* WHAT THE TASK ASKS
Pick out each line of the material that contains the string "basement", matching case exactly, and copy those lines.

* Data taken from a collection
— BEGIN —

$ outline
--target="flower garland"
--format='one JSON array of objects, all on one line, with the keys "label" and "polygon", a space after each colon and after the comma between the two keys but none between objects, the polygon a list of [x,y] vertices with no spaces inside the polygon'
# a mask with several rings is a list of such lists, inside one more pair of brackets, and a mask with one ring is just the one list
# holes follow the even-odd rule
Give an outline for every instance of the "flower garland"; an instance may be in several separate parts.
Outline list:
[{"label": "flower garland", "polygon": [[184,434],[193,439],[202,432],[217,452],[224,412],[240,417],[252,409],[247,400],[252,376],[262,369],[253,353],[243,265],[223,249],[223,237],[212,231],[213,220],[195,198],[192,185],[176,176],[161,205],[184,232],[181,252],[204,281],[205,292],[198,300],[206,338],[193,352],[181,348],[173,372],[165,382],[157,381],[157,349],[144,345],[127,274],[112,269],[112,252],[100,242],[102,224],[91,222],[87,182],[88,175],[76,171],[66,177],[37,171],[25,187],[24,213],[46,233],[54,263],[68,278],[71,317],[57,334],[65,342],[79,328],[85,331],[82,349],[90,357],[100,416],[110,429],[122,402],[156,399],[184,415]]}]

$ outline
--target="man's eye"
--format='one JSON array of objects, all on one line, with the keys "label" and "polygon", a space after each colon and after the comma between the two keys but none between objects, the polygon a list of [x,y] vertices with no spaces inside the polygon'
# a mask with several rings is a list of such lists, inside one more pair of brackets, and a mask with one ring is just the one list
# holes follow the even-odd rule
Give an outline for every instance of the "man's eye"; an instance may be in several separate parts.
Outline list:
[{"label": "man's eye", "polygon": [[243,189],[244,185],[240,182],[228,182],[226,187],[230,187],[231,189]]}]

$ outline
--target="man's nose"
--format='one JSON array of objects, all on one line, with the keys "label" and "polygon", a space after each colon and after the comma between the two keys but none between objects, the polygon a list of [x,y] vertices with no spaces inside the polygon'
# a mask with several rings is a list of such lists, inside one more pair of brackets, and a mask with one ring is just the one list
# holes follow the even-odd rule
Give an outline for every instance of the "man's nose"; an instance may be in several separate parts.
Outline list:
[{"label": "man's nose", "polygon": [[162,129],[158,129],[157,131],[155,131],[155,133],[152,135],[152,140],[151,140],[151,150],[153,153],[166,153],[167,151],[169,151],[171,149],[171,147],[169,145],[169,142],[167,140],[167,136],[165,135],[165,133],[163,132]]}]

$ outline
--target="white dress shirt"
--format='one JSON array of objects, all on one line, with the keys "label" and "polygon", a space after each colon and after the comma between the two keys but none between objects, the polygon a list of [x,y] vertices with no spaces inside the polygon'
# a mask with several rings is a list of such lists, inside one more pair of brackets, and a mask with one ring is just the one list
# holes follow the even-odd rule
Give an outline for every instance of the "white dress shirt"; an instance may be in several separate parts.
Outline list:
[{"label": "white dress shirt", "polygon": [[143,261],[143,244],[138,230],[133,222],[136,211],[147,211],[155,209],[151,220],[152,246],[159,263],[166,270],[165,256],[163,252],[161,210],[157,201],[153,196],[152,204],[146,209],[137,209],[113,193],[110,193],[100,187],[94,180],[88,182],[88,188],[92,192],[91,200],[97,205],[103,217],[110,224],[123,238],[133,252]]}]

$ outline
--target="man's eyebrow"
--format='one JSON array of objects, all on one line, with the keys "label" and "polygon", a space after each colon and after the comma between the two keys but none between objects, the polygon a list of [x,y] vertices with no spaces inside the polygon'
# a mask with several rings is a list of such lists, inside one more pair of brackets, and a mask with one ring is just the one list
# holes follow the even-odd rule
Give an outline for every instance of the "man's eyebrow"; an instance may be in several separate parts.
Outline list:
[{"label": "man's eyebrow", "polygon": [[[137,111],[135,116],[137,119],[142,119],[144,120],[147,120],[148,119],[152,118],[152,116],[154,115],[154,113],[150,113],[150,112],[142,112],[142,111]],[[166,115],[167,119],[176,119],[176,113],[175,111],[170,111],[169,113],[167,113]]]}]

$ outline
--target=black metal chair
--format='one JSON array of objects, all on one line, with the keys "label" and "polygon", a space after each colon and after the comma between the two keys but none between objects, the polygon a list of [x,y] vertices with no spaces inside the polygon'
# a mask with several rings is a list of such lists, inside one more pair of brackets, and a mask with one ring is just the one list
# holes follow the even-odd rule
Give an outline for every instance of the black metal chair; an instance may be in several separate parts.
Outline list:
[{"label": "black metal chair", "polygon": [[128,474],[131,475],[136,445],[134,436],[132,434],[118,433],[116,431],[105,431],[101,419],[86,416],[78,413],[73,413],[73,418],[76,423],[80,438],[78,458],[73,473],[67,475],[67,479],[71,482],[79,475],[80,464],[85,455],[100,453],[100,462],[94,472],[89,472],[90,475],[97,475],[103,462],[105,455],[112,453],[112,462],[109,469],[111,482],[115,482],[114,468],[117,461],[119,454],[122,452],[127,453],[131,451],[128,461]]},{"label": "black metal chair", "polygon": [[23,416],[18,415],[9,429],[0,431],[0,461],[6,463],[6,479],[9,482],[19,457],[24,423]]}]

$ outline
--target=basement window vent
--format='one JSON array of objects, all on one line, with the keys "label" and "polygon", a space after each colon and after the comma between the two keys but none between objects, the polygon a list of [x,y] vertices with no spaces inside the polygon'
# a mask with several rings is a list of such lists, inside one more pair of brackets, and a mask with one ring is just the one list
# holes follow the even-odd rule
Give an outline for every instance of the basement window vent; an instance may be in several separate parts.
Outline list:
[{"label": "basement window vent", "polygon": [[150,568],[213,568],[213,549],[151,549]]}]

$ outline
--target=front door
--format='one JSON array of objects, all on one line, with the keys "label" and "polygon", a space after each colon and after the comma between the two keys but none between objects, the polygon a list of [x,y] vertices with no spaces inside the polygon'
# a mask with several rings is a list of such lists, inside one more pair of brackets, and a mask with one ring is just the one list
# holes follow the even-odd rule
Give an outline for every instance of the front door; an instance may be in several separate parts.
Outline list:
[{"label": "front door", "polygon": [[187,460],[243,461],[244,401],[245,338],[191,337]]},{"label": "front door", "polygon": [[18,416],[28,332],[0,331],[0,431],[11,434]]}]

— END —

* RESULT FOR THIS TASK
--target=basement window vent
Give an outline for every instance of the basement window vent; an instance may be in several separate parts.
[{"label": "basement window vent", "polygon": [[150,568],[213,568],[213,549],[151,549]]}]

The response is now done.